**Exercise:** Transcribe every line of the data below word for word, leaving out the pictures.

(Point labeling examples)
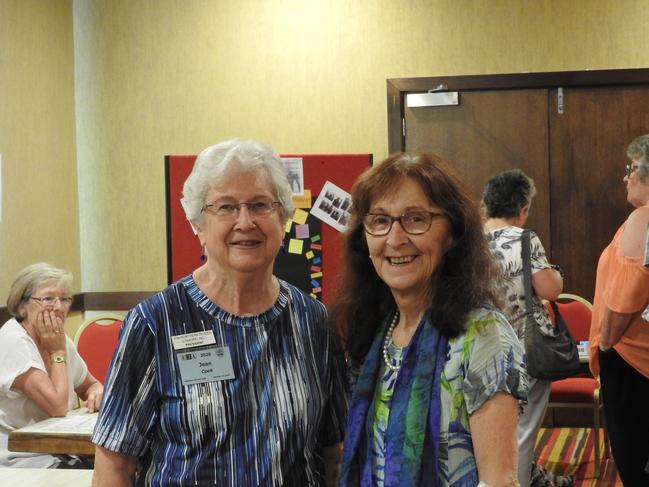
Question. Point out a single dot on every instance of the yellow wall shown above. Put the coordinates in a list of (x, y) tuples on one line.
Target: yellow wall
[(155, 77), (40, 214)]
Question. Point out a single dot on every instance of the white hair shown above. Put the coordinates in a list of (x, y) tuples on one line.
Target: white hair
[(29, 280), (233, 155)]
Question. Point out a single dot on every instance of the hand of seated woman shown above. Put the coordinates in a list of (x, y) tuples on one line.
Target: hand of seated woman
[(50, 331)]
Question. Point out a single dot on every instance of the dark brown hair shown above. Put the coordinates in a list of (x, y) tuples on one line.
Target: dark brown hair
[(463, 280)]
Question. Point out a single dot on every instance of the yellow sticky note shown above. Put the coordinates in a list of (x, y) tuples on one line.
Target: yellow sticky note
[(300, 216), (302, 201), (287, 226), (295, 246)]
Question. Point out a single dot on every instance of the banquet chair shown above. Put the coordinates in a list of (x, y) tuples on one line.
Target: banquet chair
[(579, 392), (96, 340)]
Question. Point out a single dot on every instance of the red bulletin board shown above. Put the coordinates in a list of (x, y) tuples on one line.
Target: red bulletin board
[(183, 248)]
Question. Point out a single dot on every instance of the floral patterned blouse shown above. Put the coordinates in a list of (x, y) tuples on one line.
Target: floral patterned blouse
[(486, 359), (505, 245)]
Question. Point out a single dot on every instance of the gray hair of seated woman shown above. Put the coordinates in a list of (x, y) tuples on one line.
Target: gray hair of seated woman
[(639, 150), (216, 162), (28, 280)]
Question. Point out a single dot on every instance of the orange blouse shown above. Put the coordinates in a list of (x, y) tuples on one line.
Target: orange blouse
[(623, 287)]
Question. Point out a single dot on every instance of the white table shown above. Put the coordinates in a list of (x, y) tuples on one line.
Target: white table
[(68, 435), (45, 477)]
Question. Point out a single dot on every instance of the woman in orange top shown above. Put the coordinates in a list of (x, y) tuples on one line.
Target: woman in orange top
[(619, 337)]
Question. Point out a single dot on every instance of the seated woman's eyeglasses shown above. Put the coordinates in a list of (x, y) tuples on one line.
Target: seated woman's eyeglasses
[(630, 169), (412, 222), (229, 210), (66, 301)]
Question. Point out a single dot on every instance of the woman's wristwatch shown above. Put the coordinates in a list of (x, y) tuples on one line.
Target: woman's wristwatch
[(558, 269)]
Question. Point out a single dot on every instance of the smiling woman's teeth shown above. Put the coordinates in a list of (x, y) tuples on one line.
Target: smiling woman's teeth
[(401, 260)]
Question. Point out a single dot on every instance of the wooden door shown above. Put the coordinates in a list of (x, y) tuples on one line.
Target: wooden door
[(588, 144), (489, 132)]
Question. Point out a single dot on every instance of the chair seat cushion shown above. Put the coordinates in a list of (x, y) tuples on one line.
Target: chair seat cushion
[(574, 389)]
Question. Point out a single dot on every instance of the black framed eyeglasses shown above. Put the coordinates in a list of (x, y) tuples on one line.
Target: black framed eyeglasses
[(412, 222), (231, 210), (630, 169), (66, 301)]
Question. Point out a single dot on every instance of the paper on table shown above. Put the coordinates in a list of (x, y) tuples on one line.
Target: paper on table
[(77, 421)]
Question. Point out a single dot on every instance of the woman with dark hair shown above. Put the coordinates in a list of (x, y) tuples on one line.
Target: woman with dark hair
[(506, 200), (436, 368)]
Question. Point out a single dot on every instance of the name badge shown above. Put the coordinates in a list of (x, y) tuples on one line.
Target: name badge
[(190, 340), (205, 365)]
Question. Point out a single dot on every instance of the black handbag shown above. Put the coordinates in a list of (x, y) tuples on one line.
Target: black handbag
[(546, 357)]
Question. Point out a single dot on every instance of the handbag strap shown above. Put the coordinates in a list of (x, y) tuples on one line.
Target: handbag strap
[(527, 271)]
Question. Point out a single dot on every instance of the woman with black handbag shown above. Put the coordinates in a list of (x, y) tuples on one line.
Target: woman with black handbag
[(619, 337), (507, 198)]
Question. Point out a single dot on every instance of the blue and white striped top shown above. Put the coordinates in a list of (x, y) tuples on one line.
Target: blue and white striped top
[(264, 427)]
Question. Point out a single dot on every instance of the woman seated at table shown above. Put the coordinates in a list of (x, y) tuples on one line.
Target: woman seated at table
[(40, 369)]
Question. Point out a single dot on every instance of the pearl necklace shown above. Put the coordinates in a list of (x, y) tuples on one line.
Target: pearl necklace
[(386, 341)]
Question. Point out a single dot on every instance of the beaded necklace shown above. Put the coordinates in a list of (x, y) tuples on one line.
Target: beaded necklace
[(386, 342)]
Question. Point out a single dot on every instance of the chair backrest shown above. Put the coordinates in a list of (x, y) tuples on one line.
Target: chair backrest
[(96, 340), (576, 312)]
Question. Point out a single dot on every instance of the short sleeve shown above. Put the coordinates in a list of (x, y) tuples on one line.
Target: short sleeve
[(627, 285), (19, 354), (538, 258), (129, 406), (494, 362)]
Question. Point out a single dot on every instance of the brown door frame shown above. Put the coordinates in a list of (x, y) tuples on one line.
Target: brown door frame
[(397, 88)]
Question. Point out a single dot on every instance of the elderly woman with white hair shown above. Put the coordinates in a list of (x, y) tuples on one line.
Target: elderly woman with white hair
[(619, 337), (41, 372), (229, 376)]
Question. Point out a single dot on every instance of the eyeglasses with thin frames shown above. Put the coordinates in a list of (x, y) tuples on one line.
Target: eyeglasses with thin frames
[(258, 208), (412, 222), (630, 169), (66, 301)]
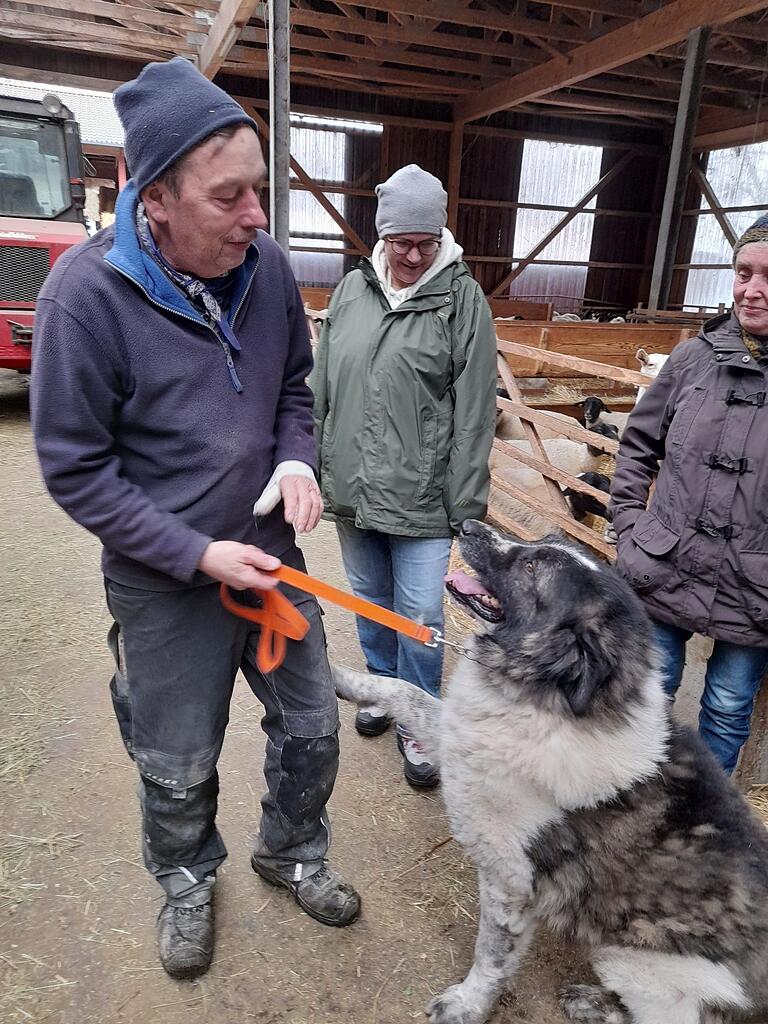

**The reply:**
Question. Point out a single dot on every instance of the yellow wall shown above. Put the coordinates in a list of (x, y) tuples on one line.
Target: yellow wall
[(155, 77), (40, 214)]
Question. Point out a single dot on every instance of the white hair shown above. Put the coordinates in a list of (x, y) tuples on one line.
Target: white hair
[(29, 280), (233, 155)]
Question. Point out a single dot on every instance of the hand of seated woman shown above. Put the coordinates in a list of (x, y) tuples on one line.
Target: hand of seated woman
[(50, 331)]
Question. Point out a single dot on every instance of the dark brown hair shown above. Put the coordinates in a list of (x, y) tuples on one line.
Target: dark brown hair
[(463, 280)]
Question. Point out a single dot on every instance of the yellow sticky note shown above. Put the coordinates in a list of (x, y) tuples on one line.
Target: yellow sticky note
[(300, 216), (302, 201), (287, 226), (295, 246)]
Question. Point out a single dot on every instance of the banquet chair shown above. Put the coordinates in a list of (x, y) tuples on one line.
Target: banquet chair
[(579, 392), (96, 340)]
Question. Point out a single dot on every instance of the red bulletin board shown above. Put the coordinates in a list of (x, y) tuples on one line.
Target: red bulletin board
[(183, 248)]
Question. Point out a single dot on every instance of the floral patterned blouse shown above. Put the coordinates in a list of (x, y) tuples on one line.
Target: floral patterned blouse
[(486, 359), (505, 245)]
Question. Point out a single dot on every instance of the gray hair of seated woman shown above. Put the coordinates in a list of (x, y) tuples on one line.
Target: gray hair of seated woman
[(639, 150), (216, 162), (28, 280)]
Question. Point out a single dot on every instance of the orange blouse shown above. Put the coordinates in a list of (x, y) tuples on one line.
Target: orange blouse
[(623, 287)]
Question. Point out a single dot on every instance of the white table shown above. Put the coordinates in a list of (x, y) tuples on one line.
Target: white table
[(68, 435), (45, 477)]
Question. Point out a single dot on every instance of the woman in orange top shown above. Put the coordinates in a list of (x, y) tuples on one line.
Target: woman in orange top
[(619, 337)]
Question. Point out a single dot on every instance of the seated woman's eyeglasses shown above. Put the coordinates in a list of (x, y) tuples on one line.
Target: seated woman's eyeglasses
[(630, 169), (412, 222), (229, 210), (66, 301)]
Question. Point out a single dot on every instance of the woman's wristwatch shown above. Put the coordinates in a list of (x, y) tuples on one line.
Target: woman's wristwatch
[(558, 269)]
Question. Point out a single dot on every instance of the smiling woman's teeth shown above. Put the coordinates in a list of (x, y) tuples on one line.
Target: smiling woman's teeth
[(401, 260)]
Question. Point out a single dot on every instance of the wooden door shown above. Put the coordinates in a list of (x, y) tuples on one line.
Target: wooden door
[(588, 144), (489, 132)]
Question. Point out a single dot on every instance of the chair seat cushion shown above. Put the coordinates in a list of (x, y) tuples on one line.
Target: chair seat cushion
[(574, 389)]
Question. Point out a single dot on every instance of the black framed eyeglasses shown above. Put the coordinates in a list of (x, y) tuples on one line.
Target: black framed eyeglasses
[(412, 222), (231, 210), (630, 169), (66, 301)]
Question. Point out a single dot on every instance of the paper on table shown above. Put the coordinates in a list of (x, y) tuples on one line.
Target: paper on table
[(77, 421)]
Question. Point out a single dot on every instance of the woman with dark hair shown above. Put the coordinates in a list of (x, y) tuples on one line.
Target: woman with dark hair
[(506, 200), (436, 368)]
Question. Point out a single dot on every instance of the name badge shown above. Put the coordinates in a list of (x, y) tuples on one line.
Target: name badge
[(190, 340), (205, 365)]
Question. Point out a single dot on every instance of the black handbag shown above. Put the coordinates in a list of (x, y) tuples on one line.
Target: black handbag
[(546, 357)]
Question. Point out a single dot on every instance of the handbag strap shown above. Put the coordinates in a list of (x, y) tuples on one line.
Target: handbag strap
[(527, 271)]
Question. Point out a single dot on every instance of the woman with black handbag shown above. Put the coordinates in a list of (x, y) tuples on one line.
Target: woman with black handbag
[(619, 337), (507, 198)]
Question. Point out a single dot on every instance of the blue and white striped top shown above. Put the coordinates in a list of (x, y) tuples on one line.
Target: blue and white striped top
[(264, 427)]
Question. Point out a single dot on every instance of the woman seated at table shown above. Put the coordinates in a list of (x, y) tuples on one line.
Target: woman seated at table
[(40, 369)]
Question. Point out a single dot on every instance of the pearl necklace shown above. Put the coordinates in a list of (x, y) tuples on one line.
Target: pearl necklace
[(386, 341)]
Question. Point out a single dot on every instance of the beaded necklace shown above. Put the coordinates in a list of (x, y) tuples on one line.
Target: beaded necklace
[(386, 342)]
Question. Point out a single dot on every instance of the chair backrest shown above. Put the coordinates in a list of (x, y) tuples on one line.
Target: chair backrest
[(96, 340), (576, 312)]
Question. Point out a single dot on every instance of the short sleeve shown above. Put the coordinates in a list of (x, y) tuples on one line.
Target: short sleeve
[(627, 285), (19, 354), (538, 258), (129, 406), (494, 362)]
Question. Point out a single dot on every instance of the brown door frame shown above. Put the coordinates in a list of (x, y) tuples on one line.
Target: brown door frame
[(397, 88)]
Question. Point out a single dot on every instance of the elderly woman with white hair shown above. Put the coordinates in a list of (x, y) tuples on one line.
Target: elderly woman with white hair
[(619, 337), (41, 372), (229, 376)]
Question. Point out a single dot on every instance of the eyeglasses with thin frames shown above. Put the coordinates in a list of (x, y) tuples on one line.
Target: eyeglasses with thin frames
[(258, 208), (412, 222), (630, 169), (66, 301)]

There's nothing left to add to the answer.